Entries from a point annotation set:
# # # # # # #

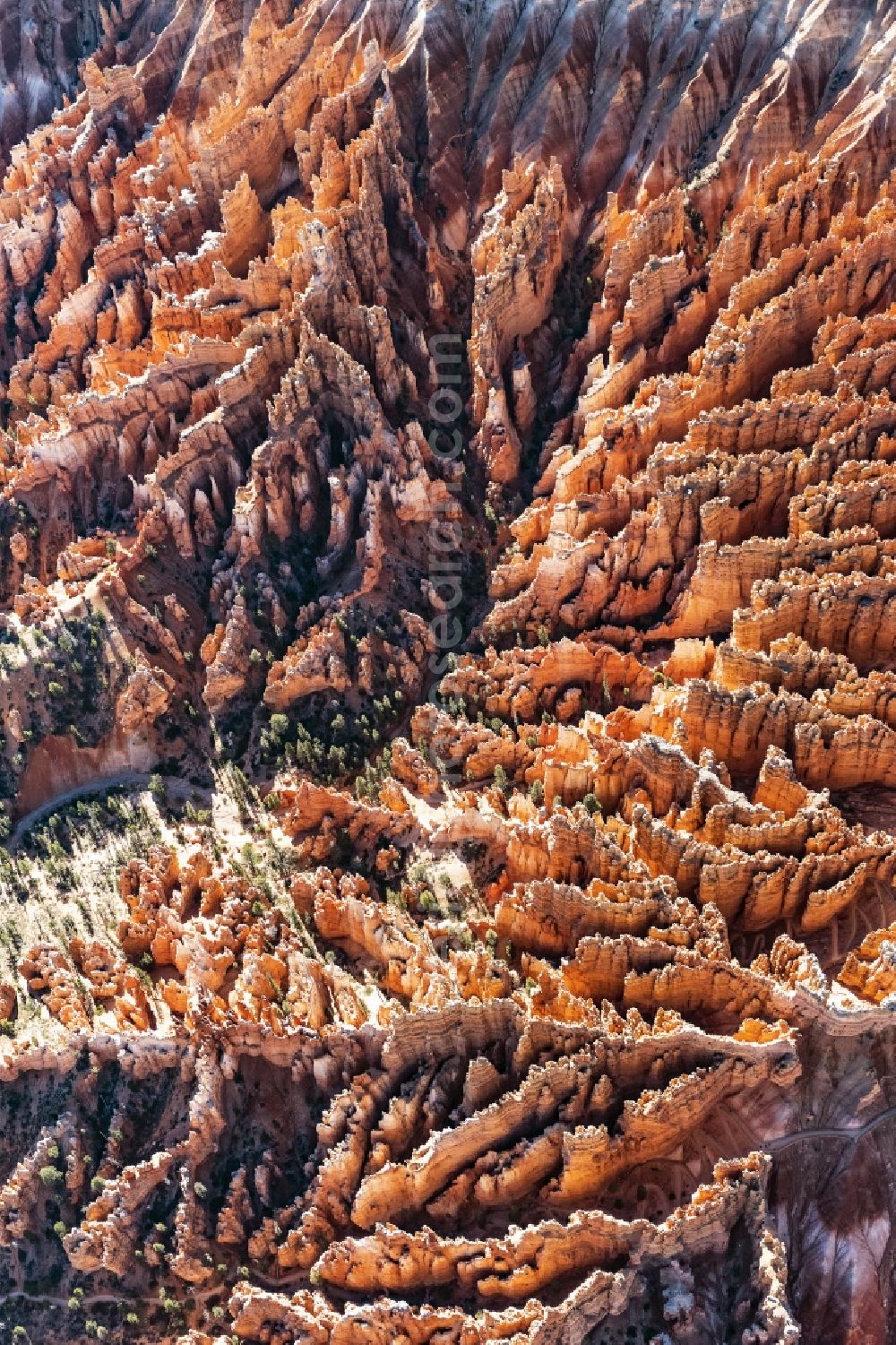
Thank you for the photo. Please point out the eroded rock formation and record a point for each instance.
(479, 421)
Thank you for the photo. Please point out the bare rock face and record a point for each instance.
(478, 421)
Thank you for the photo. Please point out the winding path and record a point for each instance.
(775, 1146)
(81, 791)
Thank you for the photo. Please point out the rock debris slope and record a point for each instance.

# # # # # # #

__Stated goal__. Format the stretch from the line containing "Thank you for the photo. Please point out the winding" through the end of the records as a JSON list of strings, with one string per line and no blank lines included.

__Correct answer__.
[
  "Thank you for the photo. Please point out the winding path and record a point for each instance.",
  "(775, 1146)",
  "(81, 791)",
  "Thank you for the photo. Please point out the rock debris slope and record a point for each instance."
]